(Trecho fornecido)
━━━━━━━━━━━━━━━━

CartaCapital
Flávio Dino encara a missão de restabelecer o
equilíbrio político no Brasil. Terá o apoio da corte?
Flávio Dino, do Supremo Tribunal Federal, é um cristão devoto. Outro dia abriu uma divergência na Corte e votou contra o relatório de um colega, Kassio Nunes Marques, que propõe derrubar uma lei potiguar que obriga bibliotecas públicas a manterem Bíblias, um processo inconcluso. Em 3 de julho, estava em Lisboa, em um convescote anual organizado por outro juiz do STF, Gilmar Mendes, e disse que, por ser religioso, acredita no “apocalipse”. Era um comentário metafórico para definir o possível desfecho de um caso explosivo em suas mãos. Três ações levadas ao Tribunal em 2024 defendem a inconstitucionalidade das emendas parlamentares impositivas e o formato “Pix”, um modo de liberação a jato dessas verbas orçamentárias. “Do ponto de vista institucional”, afirmou Dino, a anulação dessas emendas “seria uma coisa meio apocalíptica”. Uma refundação do sistema político, algo que o togado parece disposto a levar adiante.
Emendas são obras inseridas por deputados e
senadores no orçamento. O gigantismo financeiro das liberações e seu caráter
impositivo reconfiguraram a política. A partir de 2015, o Congresso mudou
várias vezes a Constituição para obrigar o governo a direcionar às emendas uma
fatia da receita e a liberar o dinheiro sem interferência ou negociação. De lá
para cá, o bolo totalizou 289 bilhões de reais, dos quais 187 bilhões foram
efetivamente gastos. A cifra anual saltou de 9 bilhões em 2015 para 50 bilhões em
2025. O Legislativo controla 1 de cada 4 reais que o governo tem para gerir
livremente. Nasceu um parlamentarismo disfarçado, uma situação que Dino
descreveu assim em um despacho de dezembro passado: “Não é excessivo afirmar
que hoje, no mundo, há os países: a) presidencialistas; b) parlamentaristas; c)
semipresidencialistas; e d) o Brasil, com um sistema de governo absolutamente
singular”. E está certo isso?, indagou ao magistrado o presidente de Portugal,
Marcelo Rebelo de Sousa, durante visita ao STF em 18 de fevereiro. Resposta:
“Me pergunto isso todo dia”.
Acabar com as emendas impositivas e o modelo
Pix de liberação conteria a hipertrofia do Congresso
A morte do parlamentarismo à brasileira, na
hipótese de o Supremo aceitar as três ações sob relatoria de Dino, provocaria o
“apocalipse” prenunciado pelo juiz. A política nacional está viciada em
emendas. Deputados e senadores não abrem mão desse poder, muito menos do
dinheiro. Ao amarrarem os braços do governo com a “impositividade”, ficam
livres para fazer jogo duro com o Palácio do Planalto e agir de forma mais
“ideológica” (ou interesseira), e que se danem as contas públicas. Esse modelo,
copiado por estados e municípios, atrapalha o planejamento dos investimentos
públicos e beneficia oligarquias políticas em eleições influenciadas pelos
recursos das emendas. Além, claro, de prestar-se a pilantragens. “É de clareza
solar que jamais houve tamanho desarranjo institucional com tanto dinheiro
público em tão poucos anos”, anotou Dino em um despacho. Segundo ele, é o maior
caso de corrupção da história do País.

━━━━━━━━━━━━━━━━

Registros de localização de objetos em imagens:
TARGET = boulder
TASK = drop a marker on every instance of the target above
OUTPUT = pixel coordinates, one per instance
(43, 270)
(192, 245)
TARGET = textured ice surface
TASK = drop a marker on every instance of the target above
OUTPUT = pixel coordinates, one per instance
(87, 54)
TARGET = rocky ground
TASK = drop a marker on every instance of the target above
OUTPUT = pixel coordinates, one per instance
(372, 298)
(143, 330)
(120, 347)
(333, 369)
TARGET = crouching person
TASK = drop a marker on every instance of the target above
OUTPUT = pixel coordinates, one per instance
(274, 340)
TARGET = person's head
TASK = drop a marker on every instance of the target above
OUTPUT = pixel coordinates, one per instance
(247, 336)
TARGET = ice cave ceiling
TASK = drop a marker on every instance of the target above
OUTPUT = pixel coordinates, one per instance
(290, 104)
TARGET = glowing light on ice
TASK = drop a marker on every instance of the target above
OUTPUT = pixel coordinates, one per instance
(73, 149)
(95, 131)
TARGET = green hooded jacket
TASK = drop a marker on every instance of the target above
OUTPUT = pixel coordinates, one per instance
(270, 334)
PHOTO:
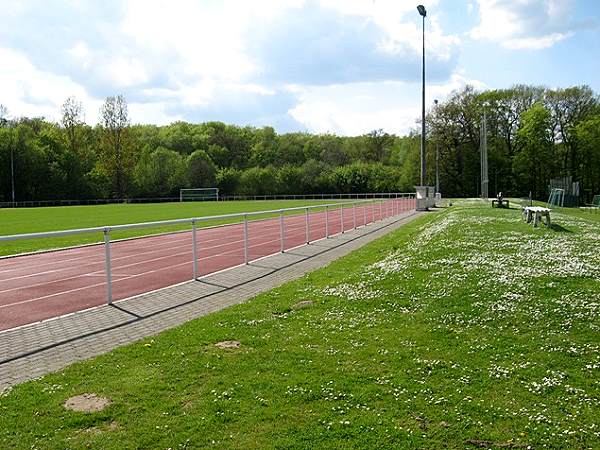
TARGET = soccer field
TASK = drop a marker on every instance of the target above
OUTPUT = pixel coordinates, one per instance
(33, 220)
(434, 336)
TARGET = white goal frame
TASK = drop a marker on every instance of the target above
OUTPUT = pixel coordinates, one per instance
(198, 194)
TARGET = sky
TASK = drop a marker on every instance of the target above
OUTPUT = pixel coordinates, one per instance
(321, 66)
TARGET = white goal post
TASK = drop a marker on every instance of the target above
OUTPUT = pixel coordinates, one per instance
(198, 194)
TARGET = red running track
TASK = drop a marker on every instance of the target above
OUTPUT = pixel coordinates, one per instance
(41, 286)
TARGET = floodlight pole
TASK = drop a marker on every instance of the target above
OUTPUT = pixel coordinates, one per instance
(483, 155)
(437, 159)
(12, 165)
(423, 13)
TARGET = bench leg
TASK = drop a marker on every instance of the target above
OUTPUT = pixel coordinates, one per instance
(529, 216)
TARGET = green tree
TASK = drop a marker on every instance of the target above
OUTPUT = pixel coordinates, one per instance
(116, 149)
(534, 160)
(201, 170)
(160, 172)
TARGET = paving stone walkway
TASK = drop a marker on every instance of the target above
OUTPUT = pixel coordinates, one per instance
(34, 350)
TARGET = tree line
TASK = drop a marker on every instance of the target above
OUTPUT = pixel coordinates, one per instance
(114, 159)
(534, 134)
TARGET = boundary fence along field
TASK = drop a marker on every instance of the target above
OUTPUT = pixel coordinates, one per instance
(38, 286)
(109, 201)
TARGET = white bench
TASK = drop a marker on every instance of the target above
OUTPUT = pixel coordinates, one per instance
(536, 213)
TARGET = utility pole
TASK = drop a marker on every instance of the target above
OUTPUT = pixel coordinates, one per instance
(423, 14)
(483, 153)
(12, 165)
(437, 159)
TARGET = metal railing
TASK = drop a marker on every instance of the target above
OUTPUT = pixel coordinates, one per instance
(107, 201)
(398, 206)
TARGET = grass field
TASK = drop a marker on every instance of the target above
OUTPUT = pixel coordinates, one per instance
(33, 220)
(467, 328)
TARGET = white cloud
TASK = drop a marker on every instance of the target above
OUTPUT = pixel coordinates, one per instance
(290, 63)
(27, 91)
(354, 109)
(526, 24)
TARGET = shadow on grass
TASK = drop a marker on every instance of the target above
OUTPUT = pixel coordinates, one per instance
(559, 229)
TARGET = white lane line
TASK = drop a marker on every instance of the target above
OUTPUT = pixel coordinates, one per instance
(154, 246)
(127, 278)
(137, 263)
(137, 254)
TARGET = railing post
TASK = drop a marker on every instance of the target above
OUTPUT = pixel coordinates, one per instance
(107, 265)
(307, 228)
(195, 249)
(281, 232)
(245, 238)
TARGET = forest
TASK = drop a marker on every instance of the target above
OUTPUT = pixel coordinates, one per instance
(534, 134)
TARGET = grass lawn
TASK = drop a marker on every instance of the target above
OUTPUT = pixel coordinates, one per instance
(467, 328)
(33, 220)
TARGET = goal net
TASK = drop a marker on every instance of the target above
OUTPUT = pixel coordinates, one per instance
(557, 197)
(198, 194)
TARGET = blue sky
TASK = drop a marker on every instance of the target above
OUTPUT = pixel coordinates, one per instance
(340, 66)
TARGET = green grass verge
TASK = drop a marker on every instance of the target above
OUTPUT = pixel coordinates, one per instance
(464, 328)
(34, 220)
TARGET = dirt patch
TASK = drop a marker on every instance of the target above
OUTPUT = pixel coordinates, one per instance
(87, 403)
(99, 430)
(488, 444)
(228, 345)
(303, 304)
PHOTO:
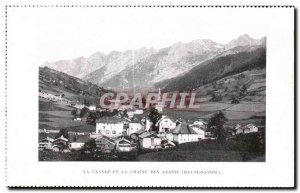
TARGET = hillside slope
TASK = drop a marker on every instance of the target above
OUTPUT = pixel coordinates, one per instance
(215, 69)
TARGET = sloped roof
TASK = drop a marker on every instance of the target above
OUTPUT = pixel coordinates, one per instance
(148, 134)
(62, 138)
(106, 138)
(79, 138)
(183, 128)
(111, 120)
(122, 139)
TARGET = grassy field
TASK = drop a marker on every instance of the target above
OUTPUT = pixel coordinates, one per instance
(58, 116)
(250, 147)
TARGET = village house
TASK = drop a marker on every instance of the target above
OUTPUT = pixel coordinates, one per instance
(200, 127)
(92, 107)
(105, 144)
(165, 124)
(134, 126)
(77, 141)
(46, 144)
(110, 126)
(249, 128)
(124, 145)
(149, 140)
(79, 106)
(184, 134)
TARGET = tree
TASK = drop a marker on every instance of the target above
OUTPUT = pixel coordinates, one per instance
(62, 132)
(216, 97)
(84, 111)
(89, 146)
(154, 117)
(216, 125)
(234, 99)
(73, 112)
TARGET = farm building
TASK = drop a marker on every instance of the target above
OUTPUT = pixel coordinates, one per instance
(77, 141)
(134, 126)
(250, 128)
(61, 141)
(183, 133)
(105, 144)
(125, 145)
(92, 107)
(165, 124)
(46, 143)
(149, 140)
(110, 126)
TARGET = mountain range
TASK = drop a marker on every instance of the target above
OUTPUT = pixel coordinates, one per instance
(147, 67)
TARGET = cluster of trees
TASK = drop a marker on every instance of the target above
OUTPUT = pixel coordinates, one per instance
(216, 126)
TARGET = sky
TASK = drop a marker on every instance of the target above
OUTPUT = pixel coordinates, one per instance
(70, 33)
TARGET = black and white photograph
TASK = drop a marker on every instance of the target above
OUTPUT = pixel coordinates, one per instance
(194, 101)
(161, 96)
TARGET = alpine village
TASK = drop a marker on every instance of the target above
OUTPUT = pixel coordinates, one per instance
(229, 82)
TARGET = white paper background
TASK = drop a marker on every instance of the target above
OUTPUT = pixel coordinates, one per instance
(23, 117)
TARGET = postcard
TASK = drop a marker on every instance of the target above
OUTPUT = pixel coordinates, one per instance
(150, 96)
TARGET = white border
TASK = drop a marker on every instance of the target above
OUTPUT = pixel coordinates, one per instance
(279, 168)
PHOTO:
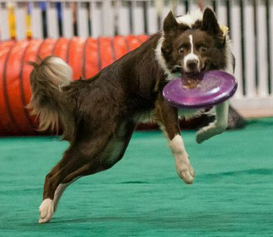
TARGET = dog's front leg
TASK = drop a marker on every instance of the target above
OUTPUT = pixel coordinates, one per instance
(167, 118)
(218, 126)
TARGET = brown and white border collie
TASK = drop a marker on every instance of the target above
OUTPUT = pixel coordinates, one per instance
(98, 116)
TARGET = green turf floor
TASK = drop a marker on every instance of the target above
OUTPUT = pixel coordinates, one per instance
(142, 196)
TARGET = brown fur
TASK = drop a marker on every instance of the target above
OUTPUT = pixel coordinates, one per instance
(99, 115)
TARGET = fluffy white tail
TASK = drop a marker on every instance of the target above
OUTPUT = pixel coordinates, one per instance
(48, 101)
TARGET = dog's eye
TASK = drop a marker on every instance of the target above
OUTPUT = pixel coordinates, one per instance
(181, 50)
(203, 49)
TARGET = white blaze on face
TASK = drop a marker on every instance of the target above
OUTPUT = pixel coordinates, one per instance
(191, 56)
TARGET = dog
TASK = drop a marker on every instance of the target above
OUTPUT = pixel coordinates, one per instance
(98, 116)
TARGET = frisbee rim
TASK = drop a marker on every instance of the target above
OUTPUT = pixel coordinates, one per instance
(217, 99)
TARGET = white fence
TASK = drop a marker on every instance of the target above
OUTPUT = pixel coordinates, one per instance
(250, 23)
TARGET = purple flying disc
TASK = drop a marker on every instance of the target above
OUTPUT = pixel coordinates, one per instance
(201, 91)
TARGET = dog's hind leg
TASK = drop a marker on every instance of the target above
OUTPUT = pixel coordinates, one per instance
(87, 158)
(75, 160)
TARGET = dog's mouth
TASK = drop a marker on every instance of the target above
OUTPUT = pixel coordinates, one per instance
(180, 70)
(192, 79)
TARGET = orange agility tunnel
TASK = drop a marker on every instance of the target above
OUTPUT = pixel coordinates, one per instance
(86, 56)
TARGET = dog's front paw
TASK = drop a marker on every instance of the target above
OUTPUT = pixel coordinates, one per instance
(46, 211)
(209, 131)
(185, 172)
(202, 135)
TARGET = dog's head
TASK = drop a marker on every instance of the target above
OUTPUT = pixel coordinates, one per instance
(193, 43)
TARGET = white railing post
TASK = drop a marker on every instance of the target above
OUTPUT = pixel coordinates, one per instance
(36, 21)
(52, 20)
(82, 19)
(108, 18)
(249, 48)
(236, 37)
(262, 49)
(67, 19)
(123, 18)
(20, 19)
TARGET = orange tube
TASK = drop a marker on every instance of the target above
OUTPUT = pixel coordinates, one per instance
(86, 56)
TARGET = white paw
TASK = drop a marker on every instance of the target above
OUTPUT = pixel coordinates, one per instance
(185, 172)
(202, 135)
(209, 131)
(46, 210)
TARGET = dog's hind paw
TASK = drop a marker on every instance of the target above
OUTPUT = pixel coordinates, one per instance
(186, 172)
(46, 211)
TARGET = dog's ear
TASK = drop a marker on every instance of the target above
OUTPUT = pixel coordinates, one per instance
(210, 23)
(170, 24)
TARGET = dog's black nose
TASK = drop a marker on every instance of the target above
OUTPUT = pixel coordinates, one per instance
(192, 64)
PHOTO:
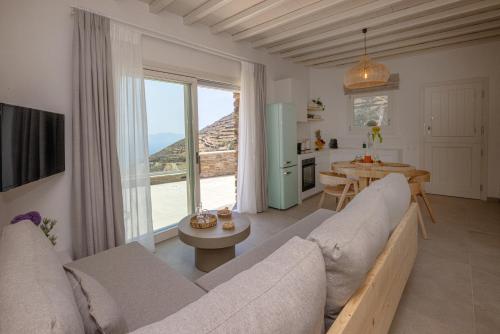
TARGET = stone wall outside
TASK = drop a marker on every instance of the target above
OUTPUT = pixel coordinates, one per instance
(218, 163)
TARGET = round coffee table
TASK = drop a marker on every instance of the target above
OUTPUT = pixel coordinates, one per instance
(214, 246)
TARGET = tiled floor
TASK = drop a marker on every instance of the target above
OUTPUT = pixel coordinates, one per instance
(169, 200)
(455, 284)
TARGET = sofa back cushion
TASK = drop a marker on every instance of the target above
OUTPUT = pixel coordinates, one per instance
(35, 295)
(284, 293)
(350, 242)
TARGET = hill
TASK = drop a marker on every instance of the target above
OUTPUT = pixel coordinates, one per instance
(218, 136)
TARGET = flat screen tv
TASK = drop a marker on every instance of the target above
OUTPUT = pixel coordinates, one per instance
(31, 145)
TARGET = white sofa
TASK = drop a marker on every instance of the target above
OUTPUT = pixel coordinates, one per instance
(283, 286)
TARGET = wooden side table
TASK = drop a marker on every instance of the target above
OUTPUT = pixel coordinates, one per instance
(214, 246)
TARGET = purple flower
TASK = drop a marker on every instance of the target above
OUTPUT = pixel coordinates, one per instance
(34, 216)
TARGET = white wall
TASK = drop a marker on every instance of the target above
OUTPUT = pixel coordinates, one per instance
(477, 61)
(35, 71)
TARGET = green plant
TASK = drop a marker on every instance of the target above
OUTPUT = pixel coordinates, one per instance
(319, 103)
(46, 226)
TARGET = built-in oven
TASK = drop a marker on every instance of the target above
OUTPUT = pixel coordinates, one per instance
(308, 174)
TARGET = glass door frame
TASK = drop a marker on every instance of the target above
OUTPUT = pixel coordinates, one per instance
(192, 151)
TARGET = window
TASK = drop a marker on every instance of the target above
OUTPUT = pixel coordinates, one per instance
(369, 109)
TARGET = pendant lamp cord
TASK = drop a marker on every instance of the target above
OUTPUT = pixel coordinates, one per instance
(365, 30)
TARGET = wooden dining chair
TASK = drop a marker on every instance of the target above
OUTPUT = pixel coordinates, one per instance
(339, 186)
(416, 180)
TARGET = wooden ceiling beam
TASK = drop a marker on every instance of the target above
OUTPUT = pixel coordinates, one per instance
(484, 28)
(204, 10)
(285, 19)
(157, 6)
(373, 23)
(492, 35)
(245, 15)
(390, 29)
(404, 35)
(327, 21)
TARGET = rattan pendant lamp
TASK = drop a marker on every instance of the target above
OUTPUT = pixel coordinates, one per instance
(366, 73)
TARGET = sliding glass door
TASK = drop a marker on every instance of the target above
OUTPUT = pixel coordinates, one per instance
(192, 138)
(170, 105)
(217, 145)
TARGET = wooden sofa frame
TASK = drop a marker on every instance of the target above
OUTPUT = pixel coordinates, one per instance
(372, 307)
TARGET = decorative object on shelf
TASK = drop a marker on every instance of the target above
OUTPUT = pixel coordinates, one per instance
(45, 224)
(312, 117)
(333, 143)
(316, 105)
(224, 213)
(228, 225)
(319, 142)
(366, 73)
(205, 220)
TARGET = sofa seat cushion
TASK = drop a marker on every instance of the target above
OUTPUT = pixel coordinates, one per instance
(145, 288)
(284, 293)
(350, 241)
(302, 228)
(35, 295)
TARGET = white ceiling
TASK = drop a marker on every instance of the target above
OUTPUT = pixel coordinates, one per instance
(326, 33)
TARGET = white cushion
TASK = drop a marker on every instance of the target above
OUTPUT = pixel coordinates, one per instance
(284, 293)
(35, 295)
(351, 241)
(396, 191)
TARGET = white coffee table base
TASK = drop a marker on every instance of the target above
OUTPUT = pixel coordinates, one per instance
(209, 259)
(214, 246)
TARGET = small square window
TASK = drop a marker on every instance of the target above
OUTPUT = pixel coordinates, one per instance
(368, 110)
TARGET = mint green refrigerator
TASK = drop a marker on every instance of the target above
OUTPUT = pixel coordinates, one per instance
(281, 128)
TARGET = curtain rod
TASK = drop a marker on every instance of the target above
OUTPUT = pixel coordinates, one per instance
(169, 38)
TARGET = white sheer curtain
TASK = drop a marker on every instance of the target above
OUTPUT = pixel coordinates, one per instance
(251, 181)
(132, 131)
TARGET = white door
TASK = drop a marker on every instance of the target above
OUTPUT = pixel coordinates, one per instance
(453, 138)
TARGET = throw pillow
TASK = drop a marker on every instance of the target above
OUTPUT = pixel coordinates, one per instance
(99, 311)
(350, 242)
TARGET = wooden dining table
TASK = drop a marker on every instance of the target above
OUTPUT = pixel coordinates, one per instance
(365, 172)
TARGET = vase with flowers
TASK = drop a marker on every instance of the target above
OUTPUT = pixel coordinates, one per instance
(45, 224)
(374, 136)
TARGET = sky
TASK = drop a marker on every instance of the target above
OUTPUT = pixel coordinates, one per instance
(165, 106)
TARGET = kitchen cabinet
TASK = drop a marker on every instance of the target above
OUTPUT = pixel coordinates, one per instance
(293, 91)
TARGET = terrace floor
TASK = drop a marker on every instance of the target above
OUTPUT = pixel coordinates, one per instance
(169, 200)
(454, 286)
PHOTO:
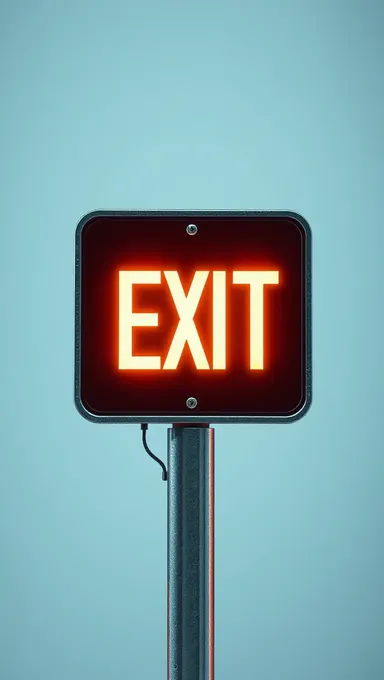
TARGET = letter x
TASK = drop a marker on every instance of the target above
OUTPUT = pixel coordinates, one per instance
(186, 331)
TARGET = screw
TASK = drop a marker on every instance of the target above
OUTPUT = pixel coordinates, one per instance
(191, 229)
(191, 402)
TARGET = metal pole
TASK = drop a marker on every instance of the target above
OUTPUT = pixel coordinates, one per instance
(190, 552)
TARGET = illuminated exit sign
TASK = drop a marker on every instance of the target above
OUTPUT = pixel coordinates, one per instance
(193, 316)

━━━━━━━━━━━━━━━━

(Desafio)
Reescreva em forma de lista o parágrafo do trecho fornecido que começa com "Emendas são obras inseridas", preservando seus fatos principais.

(Resposta escrita)
- Emendas são obras que deputados e senadores inserem no orçamento. O grande volume financeiro das liberações e seu caráter impositivo reconfiguraram a política.
- A partir de 2015, o Congresso alterou várias vezes a Constituição. Com isso, o governo passou a ser obrigado a destinar às emendas uma parte da receita e a liberar o dinheiro sem interferência ou negociação.
- Desde então, o total chegou a 289 bilhões de reais, dos quais 187 bilhões foram efetivamente gastos.
- O valor anual subiu de 9 bilhões em 2015 para 50 bilhões em 2025.
- O Legislativo controla 1 de cada 4 reais que o governo pode gerir livremente, o que fez nascer um parlamentarismo disfarçado.
- Em despacho de dezembro passado, Dino escreveu que existem países presidencialistas, parlamentaristas e semipresidencialistas, e o Brasil, com um sistema de governo absolutamente singular.
- Em visita ao STF em 18 de fevereiro, o presidente de Portugal, Marcelo Rebelo de Sousa, perguntou a Dino se isso estava certo. Ele respondeu: "Me pergunto isso todo dia".